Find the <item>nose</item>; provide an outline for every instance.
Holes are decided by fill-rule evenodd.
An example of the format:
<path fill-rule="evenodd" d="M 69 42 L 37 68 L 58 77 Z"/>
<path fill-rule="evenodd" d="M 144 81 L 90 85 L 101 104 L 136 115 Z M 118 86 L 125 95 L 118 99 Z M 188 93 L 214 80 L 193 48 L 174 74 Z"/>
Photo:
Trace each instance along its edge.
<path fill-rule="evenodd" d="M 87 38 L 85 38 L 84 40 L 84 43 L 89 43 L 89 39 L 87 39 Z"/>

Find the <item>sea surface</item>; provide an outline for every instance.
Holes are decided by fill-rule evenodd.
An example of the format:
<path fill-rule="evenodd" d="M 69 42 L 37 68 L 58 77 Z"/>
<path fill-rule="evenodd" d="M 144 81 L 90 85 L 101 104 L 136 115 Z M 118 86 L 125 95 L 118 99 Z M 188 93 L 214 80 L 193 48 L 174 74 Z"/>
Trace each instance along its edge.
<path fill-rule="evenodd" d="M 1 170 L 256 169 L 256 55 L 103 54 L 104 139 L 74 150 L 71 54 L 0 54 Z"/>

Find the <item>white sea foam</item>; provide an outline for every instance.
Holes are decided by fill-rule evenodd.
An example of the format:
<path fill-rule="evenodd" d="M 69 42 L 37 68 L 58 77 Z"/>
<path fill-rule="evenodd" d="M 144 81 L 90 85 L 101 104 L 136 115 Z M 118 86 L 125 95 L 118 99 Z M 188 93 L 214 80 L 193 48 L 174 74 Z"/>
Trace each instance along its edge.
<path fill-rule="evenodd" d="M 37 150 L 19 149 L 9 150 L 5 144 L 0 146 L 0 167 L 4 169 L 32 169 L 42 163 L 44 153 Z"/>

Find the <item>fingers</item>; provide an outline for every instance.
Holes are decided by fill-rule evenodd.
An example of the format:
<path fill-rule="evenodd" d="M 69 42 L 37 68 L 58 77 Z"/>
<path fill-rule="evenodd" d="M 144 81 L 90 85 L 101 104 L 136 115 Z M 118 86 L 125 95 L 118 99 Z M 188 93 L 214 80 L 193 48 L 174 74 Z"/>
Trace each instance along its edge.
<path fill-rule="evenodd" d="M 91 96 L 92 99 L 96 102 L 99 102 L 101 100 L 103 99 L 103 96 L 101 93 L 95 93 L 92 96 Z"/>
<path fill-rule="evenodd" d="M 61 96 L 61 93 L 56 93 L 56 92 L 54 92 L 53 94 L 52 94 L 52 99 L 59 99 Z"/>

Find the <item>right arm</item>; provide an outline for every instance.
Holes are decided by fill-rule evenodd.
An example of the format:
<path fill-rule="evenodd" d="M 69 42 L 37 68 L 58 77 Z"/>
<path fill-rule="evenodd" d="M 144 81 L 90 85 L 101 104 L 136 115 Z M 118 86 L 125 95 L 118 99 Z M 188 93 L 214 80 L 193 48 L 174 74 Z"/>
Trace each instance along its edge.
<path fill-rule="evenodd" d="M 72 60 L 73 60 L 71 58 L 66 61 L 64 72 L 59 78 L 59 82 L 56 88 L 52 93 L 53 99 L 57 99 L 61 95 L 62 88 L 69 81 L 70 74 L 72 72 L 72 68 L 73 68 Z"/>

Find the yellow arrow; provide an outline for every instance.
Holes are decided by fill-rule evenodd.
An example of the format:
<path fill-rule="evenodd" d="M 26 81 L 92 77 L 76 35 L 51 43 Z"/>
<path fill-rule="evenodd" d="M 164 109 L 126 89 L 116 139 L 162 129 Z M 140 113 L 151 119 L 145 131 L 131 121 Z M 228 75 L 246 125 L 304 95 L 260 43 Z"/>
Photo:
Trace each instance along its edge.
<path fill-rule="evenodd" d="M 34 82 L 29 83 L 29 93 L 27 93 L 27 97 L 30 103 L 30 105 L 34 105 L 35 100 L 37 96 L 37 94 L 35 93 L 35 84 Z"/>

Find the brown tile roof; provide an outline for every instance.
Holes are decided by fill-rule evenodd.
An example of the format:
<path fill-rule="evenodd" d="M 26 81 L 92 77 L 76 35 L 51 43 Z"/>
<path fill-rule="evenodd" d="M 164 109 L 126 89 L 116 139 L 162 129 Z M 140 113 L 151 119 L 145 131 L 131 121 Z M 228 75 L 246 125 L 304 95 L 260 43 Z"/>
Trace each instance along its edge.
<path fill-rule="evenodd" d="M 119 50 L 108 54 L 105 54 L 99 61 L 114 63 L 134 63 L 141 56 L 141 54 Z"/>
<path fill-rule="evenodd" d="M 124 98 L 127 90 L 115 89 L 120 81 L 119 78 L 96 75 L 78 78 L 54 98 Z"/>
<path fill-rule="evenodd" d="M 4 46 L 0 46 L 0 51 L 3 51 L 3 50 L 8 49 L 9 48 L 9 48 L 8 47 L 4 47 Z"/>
◆ ◆ ◆
Revise the records above by changing "along its edge" to "around its border" everywhere it occurs, leaving everything else untouched.

Find the <item>nose</item>; provide an outline for every instance.
Holes are decided by fill-rule evenodd.
An example of the format:
<path fill-rule="evenodd" d="M 69 42 L 37 68 L 58 77 Z"/>
<path fill-rule="evenodd" d="M 144 81 L 90 85 L 101 104 L 136 115 Z M 118 86 L 125 95 L 118 99 Z M 188 93 L 214 80 L 193 48 L 174 74 Z"/>
Photo:
Trace each instance around its border.
<path fill-rule="evenodd" d="M 87 38 L 85 38 L 84 40 L 84 43 L 89 43 L 89 39 L 87 39 Z"/>

Find the <item>sea surface</item>; provide an outline for every instance.
Holes are decided by fill-rule evenodd.
An example of the format:
<path fill-rule="evenodd" d="M 69 42 L 37 68 L 58 77 Z"/>
<path fill-rule="evenodd" d="M 144 81 L 90 85 L 101 104 L 136 115 Z M 118 86 L 125 95 L 118 99 Z M 188 93 L 214 80 L 193 48 L 174 74 Z"/>
Trace each instance around its border.
<path fill-rule="evenodd" d="M 1 170 L 256 169 L 256 55 L 103 54 L 104 139 L 74 150 L 71 54 L 0 54 Z"/>

Find the <item>white sea foam</item>; provide an outline for every instance.
Holes are decided by fill-rule evenodd.
An example of the format:
<path fill-rule="evenodd" d="M 69 42 L 37 68 L 58 77 Z"/>
<path fill-rule="evenodd" d="M 144 81 L 90 85 L 101 104 L 136 115 Z M 118 86 L 125 95 L 118 99 Z M 188 93 L 214 80 L 193 48 L 174 74 Z"/>
Trace each instance around its border.
<path fill-rule="evenodd" d="M 37 150 L 19 149 L 9 150 L 5 144 L 0 146 L 0 167 L 4 169 L 32 169 L 42 163 L 44 153 Z"/>

Find the <item>fingers</item>; provide an outline for every instance.
Holes are decided by fill-rule evenodd.
An example of the format:
<path fill-rule="evenodd" d="M 69 42 L 37 68 L 58 77 Z"/>
<path fill-rule="evenodd" d="M 144 81 L 90 85 L 101 104 L 136 115 Z M 118 86 L 125 95 L 118 99 Z M 188 93 L 214 80 L 193 48 L 174 74 Z"/>
Trace each instance around its border.
<path fill-rule="evenodd" d="M 91 96 L 92 99 L 96 102 L 99 102 L 101 100 L 103 99 L 103 96 L 101 93 L 95 93 L 92 96 Z"/>
<path fill-rule="evenodd" d="M 61 96 L 61 93 L 56 93 L 56 92 L 54 92 L 53 94 L 52 94 L 52 99 L 59 99 Z"/>

Find the <item>right arm</item>; provide an outline for every instance.
Holes are decided by fill-rule evenodd.
An example of the format:
<path fill-rule="evenodd" d="M 69 42 L 37 68 L 58 77 Z"/>
<path fill-rule="evenodd" d="M 144 81 L 90 85 L 101 104 L 136 115 Z M 118 86 L 125 95 L 118 99 Z M 188 93 L 214 80 L 193 48 L 174 74 Z"/>
Trace each instance around its border.
<path fill-rule="evenodd" d="M 72 60 L 73 60 L 71 58 L 66 61 L 64 72 L 59 78 L 59 82 L 56 88 L 52 93 L 53 99 L 57 99 L 61 95 L 62 88 L 69 81 L 70 74 L 72 72 L 72 68 L 73 68 Z"/>

Find the yellow arrow; provide an outline for every instance.
Holes are decided by fill-rule evenodd.
An example of the format:
<path fill-rule="evenodd" d="M 26 81 L 92 77 L 76 35 L 51 43 Z"/>
<path fill-rule="evenodd" d="M 164 109 L 126 89 L 116 139 L 162 129 Z M 140 113 L 151 119 L 145 131 L 131 121 Z M 228 75 L 246 125 L 304 95 L 260 43 Z"/>
Photo:
Trace each instance around its border.
<path fill-rule="evenodd" d="M 34 82 L 29 83 L 29 93 L 27 93 L 27 97 L 30 103 L 30 105 L 34 105 L 35 100 L 37 96 L 37 94 L 35 93 L 35 84 Z"/>

Find the brown tile roof; provide an outline for every instance.
Holes are decided by fill-rule evenodd.
An example of the format:
<path fill-rule="evenodd" d="M 26 81 L 92 77 L 76 35 L 51 43 Z"/>
<path fill-rule="evenodd" d="M 164 109 L 126 89 L 116 139 L 162 129 Z M 140 113 L 151 119 L 145 131 L 131 121 Z M 228 75 L 246 125 L 304 95 L 260 43 Z"/>
Trace each instance around its border.
<path fill-rule="evenodd" d="M 119 50 L 108 54 L 105 54 L 99 61 L 114 63 L 134 63 L 141 56 L 141 54 Z"/>
<path fill-rule="evenodd" d="M 124 98 L 127 90 L 115 89 L 120 81 L 119 78 L 96 75 L 78 78 L 54 98 Z"/>
<path fill-rule="evenodd" d="M 4 46 L 0 46 L 0 51 L 3 51 L 3 50 L 8 49 L 9 48 L 9 48 L 8 47 L 4 47 Z"/>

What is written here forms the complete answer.